# Text provided
— Start —
I have a long string in an unusual but consistent format that I want to convert to a pandas data frame. Below is an example of the format that repeats:
' {"Col A":"Val","Col B":10,"Col C":1},{"Col A":"Val","Col B":4,"Col C":0} '
The desired data frame would be this:
Col A Col B Col C
"Val" 10 1
"Val" 4 0
I have tried splitting the string by brackets as a delimiter, but I have not been able to convert each split into a row due to varying datatypes.
Is there an easier way of doing this?
CodePudding user response:
The easiest way that I can imagine.
import json
import pandas as pd
txt = ' {"Col A":"Val","Col B":10,"Col C":1},{"Col A":"Val","Col B":4,"Col C":0} '
# simulate a list of dicts and parse it like a json file
data = json.loads(f'[{txt}]')
df = pd.DataFrame(data)
CodePudding user response:
eval()
also works for this case:
pd.DataFrame(eval(txt))
— End —
Records excerpted from a collection
— Start —
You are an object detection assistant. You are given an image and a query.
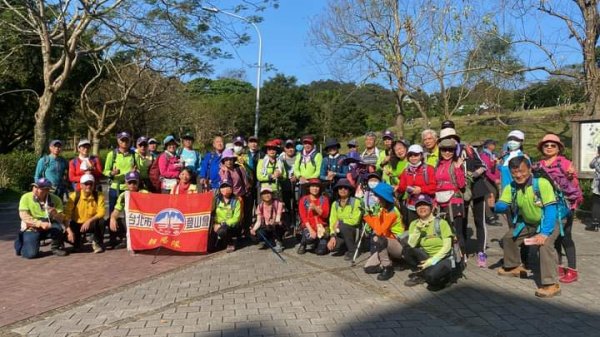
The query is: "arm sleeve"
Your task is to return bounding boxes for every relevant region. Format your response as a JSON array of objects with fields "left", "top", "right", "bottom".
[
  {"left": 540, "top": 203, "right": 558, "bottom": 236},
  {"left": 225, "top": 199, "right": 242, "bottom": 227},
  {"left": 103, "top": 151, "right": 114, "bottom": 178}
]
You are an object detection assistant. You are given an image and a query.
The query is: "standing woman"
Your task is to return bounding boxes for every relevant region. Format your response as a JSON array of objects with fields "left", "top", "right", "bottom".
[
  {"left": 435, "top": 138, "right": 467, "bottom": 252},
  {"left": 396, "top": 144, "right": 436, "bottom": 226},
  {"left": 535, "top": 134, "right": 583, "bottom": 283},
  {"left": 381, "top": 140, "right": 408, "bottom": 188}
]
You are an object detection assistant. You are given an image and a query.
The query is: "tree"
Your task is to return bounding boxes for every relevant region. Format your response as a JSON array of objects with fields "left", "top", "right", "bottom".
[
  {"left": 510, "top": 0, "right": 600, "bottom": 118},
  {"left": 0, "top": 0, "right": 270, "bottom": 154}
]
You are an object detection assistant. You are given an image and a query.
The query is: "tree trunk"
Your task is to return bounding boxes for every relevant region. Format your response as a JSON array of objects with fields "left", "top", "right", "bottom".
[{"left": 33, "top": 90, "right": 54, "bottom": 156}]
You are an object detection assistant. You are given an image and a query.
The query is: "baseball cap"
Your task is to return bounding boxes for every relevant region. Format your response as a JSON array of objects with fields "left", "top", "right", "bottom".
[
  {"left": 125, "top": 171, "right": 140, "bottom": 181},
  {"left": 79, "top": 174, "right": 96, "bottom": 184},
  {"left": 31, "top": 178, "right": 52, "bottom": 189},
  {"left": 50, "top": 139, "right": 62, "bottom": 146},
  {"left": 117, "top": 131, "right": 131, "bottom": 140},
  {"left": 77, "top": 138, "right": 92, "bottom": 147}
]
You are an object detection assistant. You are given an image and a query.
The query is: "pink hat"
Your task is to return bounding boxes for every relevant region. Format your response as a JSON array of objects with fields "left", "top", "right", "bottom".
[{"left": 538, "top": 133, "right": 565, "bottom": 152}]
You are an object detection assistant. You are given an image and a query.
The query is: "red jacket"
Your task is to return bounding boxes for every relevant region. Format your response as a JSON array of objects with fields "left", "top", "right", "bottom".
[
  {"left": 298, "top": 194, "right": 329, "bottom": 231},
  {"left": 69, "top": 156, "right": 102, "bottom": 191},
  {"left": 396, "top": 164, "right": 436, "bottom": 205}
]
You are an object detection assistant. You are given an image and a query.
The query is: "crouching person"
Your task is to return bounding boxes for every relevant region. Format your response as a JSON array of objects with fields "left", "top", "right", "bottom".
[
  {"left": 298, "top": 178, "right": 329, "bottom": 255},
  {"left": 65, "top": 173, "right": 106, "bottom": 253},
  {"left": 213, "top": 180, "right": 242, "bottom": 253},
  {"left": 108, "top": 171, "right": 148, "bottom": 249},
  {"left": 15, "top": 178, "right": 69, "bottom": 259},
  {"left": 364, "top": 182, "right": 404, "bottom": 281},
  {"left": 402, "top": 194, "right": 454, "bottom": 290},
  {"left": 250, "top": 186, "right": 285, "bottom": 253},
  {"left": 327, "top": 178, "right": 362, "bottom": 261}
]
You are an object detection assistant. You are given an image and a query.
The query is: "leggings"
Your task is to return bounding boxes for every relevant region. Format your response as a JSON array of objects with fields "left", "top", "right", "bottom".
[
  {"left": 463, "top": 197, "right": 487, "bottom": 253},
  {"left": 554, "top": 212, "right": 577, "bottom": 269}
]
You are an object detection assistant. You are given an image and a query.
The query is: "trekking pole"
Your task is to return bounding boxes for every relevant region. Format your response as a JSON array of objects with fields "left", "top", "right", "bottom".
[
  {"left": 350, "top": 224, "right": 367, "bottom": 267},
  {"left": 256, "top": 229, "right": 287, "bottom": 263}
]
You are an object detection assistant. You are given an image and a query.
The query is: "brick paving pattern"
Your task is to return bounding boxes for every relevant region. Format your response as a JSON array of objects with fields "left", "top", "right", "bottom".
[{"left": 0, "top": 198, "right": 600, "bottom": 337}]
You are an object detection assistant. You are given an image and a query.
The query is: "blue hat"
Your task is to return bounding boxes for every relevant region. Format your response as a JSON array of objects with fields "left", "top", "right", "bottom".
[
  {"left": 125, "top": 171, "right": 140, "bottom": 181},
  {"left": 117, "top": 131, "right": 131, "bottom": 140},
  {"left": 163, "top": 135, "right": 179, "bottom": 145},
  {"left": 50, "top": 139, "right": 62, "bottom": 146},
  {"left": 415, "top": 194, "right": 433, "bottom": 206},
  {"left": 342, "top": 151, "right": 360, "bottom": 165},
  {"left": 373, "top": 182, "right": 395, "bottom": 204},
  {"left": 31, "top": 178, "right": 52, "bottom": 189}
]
— End —
# Set exercise 1
In the forum thread on turning a string into a pandas data frame, why does the first reply put square brackets around the string before passing it to json.loads? Answer in one to three sentences.
# Set exercise 2
Identify and copy every line of the entries that contains the word "tree". Case counts.

# Full answer 1
According to the code comment in that reply, the brackets simulate a list of dicts. The string can then be parsed like a JSON file, and the result can go straight into pd.DataFrame.

# Full answer 2
The query is: "tree"
The query is: "tree trunk"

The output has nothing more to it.